## [Problem details]
Give the number of lines in the data below where the string "hand" occurs, and nothing else.

## [Data for analysis]
►

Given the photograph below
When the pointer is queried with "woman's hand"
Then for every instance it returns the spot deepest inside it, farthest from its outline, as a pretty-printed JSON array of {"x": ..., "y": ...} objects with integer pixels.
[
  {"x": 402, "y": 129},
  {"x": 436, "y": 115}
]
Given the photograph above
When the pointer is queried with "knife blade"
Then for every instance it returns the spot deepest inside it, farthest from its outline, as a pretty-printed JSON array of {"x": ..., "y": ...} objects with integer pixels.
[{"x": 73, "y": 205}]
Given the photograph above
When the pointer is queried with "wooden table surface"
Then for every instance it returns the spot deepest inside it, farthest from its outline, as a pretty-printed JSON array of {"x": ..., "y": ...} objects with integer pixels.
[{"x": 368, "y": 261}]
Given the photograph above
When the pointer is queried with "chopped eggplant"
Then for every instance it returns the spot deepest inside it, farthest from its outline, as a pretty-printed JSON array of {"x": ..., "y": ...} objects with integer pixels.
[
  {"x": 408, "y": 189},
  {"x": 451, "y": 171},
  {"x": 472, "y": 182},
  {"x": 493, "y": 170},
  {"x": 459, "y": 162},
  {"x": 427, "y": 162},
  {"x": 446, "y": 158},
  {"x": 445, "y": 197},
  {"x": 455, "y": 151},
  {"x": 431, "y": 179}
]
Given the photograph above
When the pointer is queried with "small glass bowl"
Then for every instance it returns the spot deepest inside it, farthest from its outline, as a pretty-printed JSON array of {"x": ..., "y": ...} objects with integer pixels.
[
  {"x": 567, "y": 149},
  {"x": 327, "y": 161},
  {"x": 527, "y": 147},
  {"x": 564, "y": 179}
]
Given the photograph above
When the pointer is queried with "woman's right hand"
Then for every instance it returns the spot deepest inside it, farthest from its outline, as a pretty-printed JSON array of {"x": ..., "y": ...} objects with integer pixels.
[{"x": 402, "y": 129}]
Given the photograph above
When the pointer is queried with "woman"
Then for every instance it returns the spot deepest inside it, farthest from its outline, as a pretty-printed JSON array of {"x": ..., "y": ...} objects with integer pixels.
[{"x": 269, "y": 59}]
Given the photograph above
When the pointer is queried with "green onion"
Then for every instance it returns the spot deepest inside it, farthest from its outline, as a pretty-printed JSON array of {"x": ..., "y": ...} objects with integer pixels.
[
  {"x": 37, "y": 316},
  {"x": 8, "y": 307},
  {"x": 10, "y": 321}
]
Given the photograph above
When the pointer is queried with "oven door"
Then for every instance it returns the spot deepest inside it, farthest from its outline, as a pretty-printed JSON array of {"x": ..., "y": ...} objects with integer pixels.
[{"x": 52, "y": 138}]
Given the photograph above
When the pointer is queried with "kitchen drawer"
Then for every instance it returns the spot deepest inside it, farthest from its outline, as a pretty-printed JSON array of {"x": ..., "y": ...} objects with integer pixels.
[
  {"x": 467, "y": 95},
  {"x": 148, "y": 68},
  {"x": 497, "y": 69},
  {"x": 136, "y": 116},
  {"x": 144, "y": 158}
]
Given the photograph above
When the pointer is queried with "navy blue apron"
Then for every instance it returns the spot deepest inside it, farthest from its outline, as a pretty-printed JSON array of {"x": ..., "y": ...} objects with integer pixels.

◄

## [Exercise result]
2